#### What you have to do:
Quote the data below in full, minus the images.

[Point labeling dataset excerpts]

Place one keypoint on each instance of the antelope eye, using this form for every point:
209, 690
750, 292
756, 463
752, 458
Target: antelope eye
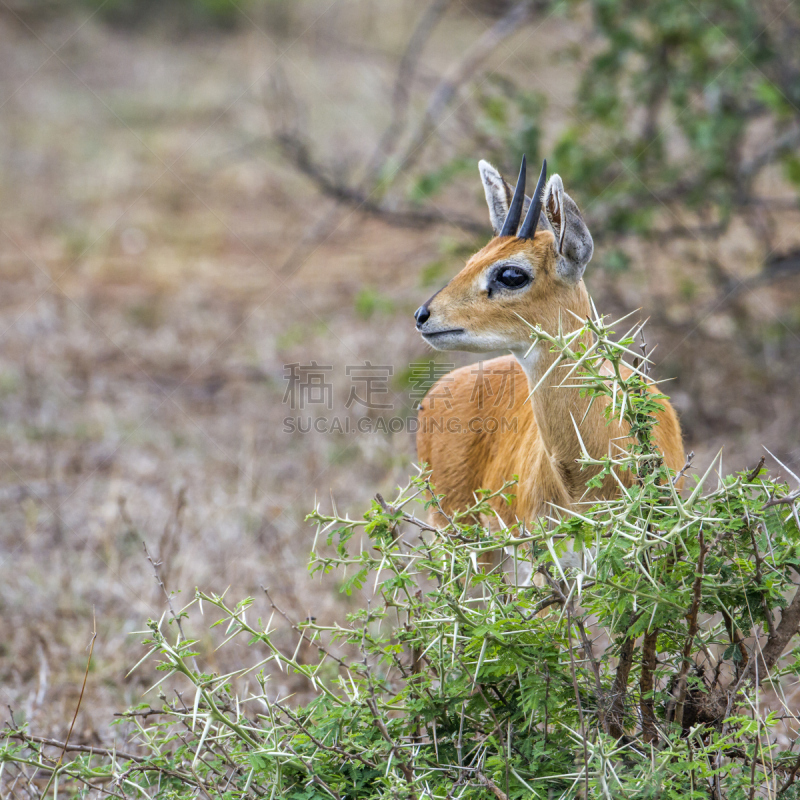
512, 277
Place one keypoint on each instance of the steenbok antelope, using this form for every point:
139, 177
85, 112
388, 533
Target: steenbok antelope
476, 433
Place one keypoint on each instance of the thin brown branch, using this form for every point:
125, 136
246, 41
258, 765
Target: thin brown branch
66, 747
692, 620
80, 700
647, 685
619, 688
458, 75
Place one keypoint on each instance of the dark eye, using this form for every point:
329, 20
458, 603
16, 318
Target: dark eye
512, 277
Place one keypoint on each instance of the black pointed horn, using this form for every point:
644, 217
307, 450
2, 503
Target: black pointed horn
528, 229
517, 202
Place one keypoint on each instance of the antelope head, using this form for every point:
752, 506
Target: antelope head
527, 272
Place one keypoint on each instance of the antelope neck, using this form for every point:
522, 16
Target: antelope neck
554, 408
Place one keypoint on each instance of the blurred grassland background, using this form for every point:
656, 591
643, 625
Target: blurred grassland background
195, 194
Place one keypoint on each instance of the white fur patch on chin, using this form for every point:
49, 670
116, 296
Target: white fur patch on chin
528, 357
466, 342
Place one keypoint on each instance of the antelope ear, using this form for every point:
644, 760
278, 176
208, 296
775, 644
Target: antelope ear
573, 240
498, 194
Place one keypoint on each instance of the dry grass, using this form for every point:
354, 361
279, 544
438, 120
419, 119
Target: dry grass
145, 332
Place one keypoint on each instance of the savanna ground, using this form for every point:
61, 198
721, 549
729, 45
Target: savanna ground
161, 264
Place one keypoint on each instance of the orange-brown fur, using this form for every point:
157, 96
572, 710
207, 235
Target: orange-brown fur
544, 447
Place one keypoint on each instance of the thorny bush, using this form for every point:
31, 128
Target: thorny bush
655, 665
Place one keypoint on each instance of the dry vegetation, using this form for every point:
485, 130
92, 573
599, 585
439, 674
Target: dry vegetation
152, 293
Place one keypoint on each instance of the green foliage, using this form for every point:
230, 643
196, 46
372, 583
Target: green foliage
485, 664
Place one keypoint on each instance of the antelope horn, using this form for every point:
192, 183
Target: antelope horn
515, 209
528, 229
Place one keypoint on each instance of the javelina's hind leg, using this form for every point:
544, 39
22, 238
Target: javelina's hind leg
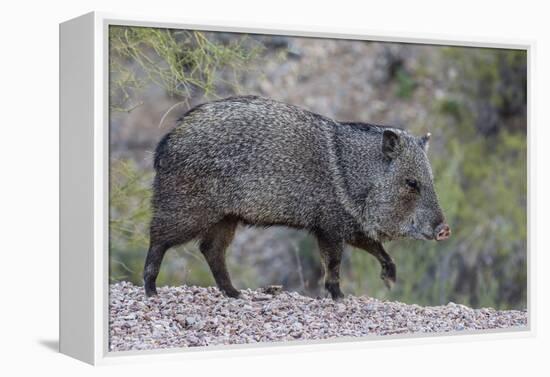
331, 255
152, 266
377, 250
164, 234
212, 246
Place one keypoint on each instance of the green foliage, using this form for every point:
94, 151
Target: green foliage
178, 61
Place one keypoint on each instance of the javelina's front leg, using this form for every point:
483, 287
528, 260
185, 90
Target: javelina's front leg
331, 255
377, 250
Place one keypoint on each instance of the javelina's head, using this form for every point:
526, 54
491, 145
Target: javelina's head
405, 195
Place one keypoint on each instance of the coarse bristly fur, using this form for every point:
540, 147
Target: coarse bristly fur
262, 162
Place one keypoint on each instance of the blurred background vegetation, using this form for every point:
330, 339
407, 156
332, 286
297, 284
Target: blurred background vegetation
472, 100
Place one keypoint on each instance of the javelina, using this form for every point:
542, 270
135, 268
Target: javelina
257, 161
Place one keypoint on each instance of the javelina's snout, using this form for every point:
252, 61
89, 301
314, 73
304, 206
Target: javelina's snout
442, 232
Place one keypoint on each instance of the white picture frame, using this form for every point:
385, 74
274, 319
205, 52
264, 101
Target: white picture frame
84, 188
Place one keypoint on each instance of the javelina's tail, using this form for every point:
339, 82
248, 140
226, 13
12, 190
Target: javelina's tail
160, 151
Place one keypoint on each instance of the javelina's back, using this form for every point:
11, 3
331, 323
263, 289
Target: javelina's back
249, 157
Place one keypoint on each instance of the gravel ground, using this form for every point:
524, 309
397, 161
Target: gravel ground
196, 316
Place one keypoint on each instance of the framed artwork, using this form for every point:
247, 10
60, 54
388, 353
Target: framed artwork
225, 187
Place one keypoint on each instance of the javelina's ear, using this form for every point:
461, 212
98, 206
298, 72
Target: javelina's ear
390, 144
425, 141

#### Written response:
Place one keypoint on each instance of the antelope eye, using this form for every point:
209, 690
750, 292
756, 463
752, 458
Target: antelope eye
512, 277
Place one keypoint on each instance of the steenbok antelope, using this form for every point:
139, 177
85, 112
388, 533
Target: steenbok antelope
476, 433
Place one keypoint on each instance of the thin brown branch, using this form for every point:
125, 136
246, 41
258, 765
Target: thin brown branch
66, 747
692, 620
80, 700
647, 685
619, 688
458, 75
Place one keypoint on each instance of the dark eye, using this form for every point:
329, 20
458, 603
16, 318
Target: dark eye
512, 277
Place one keypoint on each instance of the black pointed horn, using this form for every point:
644, 217
307, 450
2, 503
Target: black pointed horn
528, 229
517, 202
Place one keypoint on each instance of the antelope head, using this form for every point:
752, 506
Target: antelope head
527, 272
Place one keypoint on each instance of the antelope neck, using this form for every point:
522, 16
Target: antelope neck
554, 408
Place one keypoint on each instance of the blurred grassland background, using this form for every point:
656, 591
643, 625
Target: blurred grassland background
195, 194
Place one keypoint on each instance of the white fur patch on chin, using this form for every point:
49, 670
116, 296
Target: white fur patch on chin
528, 357
466, 342
Place one keypoint on each instance of the antelope ear, using this form for every point:
644, 760
278, 176
208, 296
775, 644
Target: antelope ear
573, 240
498, 194
Place one keypoint on each instance of the dry grass, using this form for every point:
354, 361
279, 544
438, 120
419, 119
Target: dry grass
145, 332
Place one keypoint on each instance of the savanna ground, using this form for every point:
61, 198
721, 549
729, 45
Target: savanna ground
161, 264
Place one keypoint on each instance of the orange-brown fur, using this form for every point:
157, 96
572, 710
207, 235
Target: orange-brown fur
544, 447
Place one keypoint on each instance of the thorny bush, using this form for every point:
31, 128
Target: thorny bush
655, 665
Place one keypoint on each instance of the dry vegetation, using this form for every point:
485, 130
92, 573
599, 585
439, 674
Target: dry vegetation
152, 293
Place one keypoint on each instance of the green foliage, using this form for every point:
230, 643
196, 46
372, 583
Target: green foliage
485, 664
Place one keypoint on each instance of the antelope horn, using this form for every point:
192, 183
Target: antelope horn
515, 209
528, 229
Place one keypoint on each instance of the javelina's hind leg, using this form for every point:
544, 39
22, 238
Target: javelina's hind leg
331, 255
152, 266
377, 250
164, 234
212, 246
Place one keypoint on each instance of the green foliage, using this form for every point:
94, 151
Target: green foliage
178, 61
Place one keypoint on each instance of the javelina's front leg, using this form for every point:
483, 287
528, 260
185, 90
Target: javelina's front leg
331, 255
377, 250
Place one keypoint on each instance of the javelina's head, using this form for every point:
526, 54
491, 145
Target: javelina's head
405, 195
Place one keypoint on each instance of the coarse bristly fur, using this form for every point:
540, 147
Target: coarse bristly fur
262, 162
Place one keypoint on each instance of the blurred background vegetation, using this form for every point:
330, 339
407, 156
332, 286
297, 284
Target: blurred background vegetation
472, 100
Place one keypoint on each instance of the javelina, using this form for every point:
542, 270
135, 268
Target: javelina
257, 161
Place one keypoint on each instance of the javelina's snout, using this form for every point:
252, 61
89, 301
314, 73
304, 206
Target: javelina's snout
442, 232
Place one keypoint on each instance of the white picture frame, using this form for every point:
385, 74
274, 319
205, 52
264, 101
Target: white picture frame
84, 188
Place one keypoint on each instance of the javelina's tail, using this form for every point:
339, 82
248, 140
226, 13
12, 190
Target: javelina's tail
160, 151
Place one keypoint on each instance of the javelina's back, using this form for every point:
11, 3
331, 323
263, 289
Target: javelina's back
249, 157
Place one keypoint on each instance of the gravel ground, using this form for every point:
524, 309
397, 161
Target: gravel ground
196, 316
Place one keypoint on each instance of the framed artwork, using this form for every point:
247, 10
60, 54
388, 353
Target: framed artwork
225, 187
Place one keypoint on each instance of the javelina's ear, using this form for every point:
461, 212
98, 206
298, 72
Target: javelina's ear
390, 144
425, 141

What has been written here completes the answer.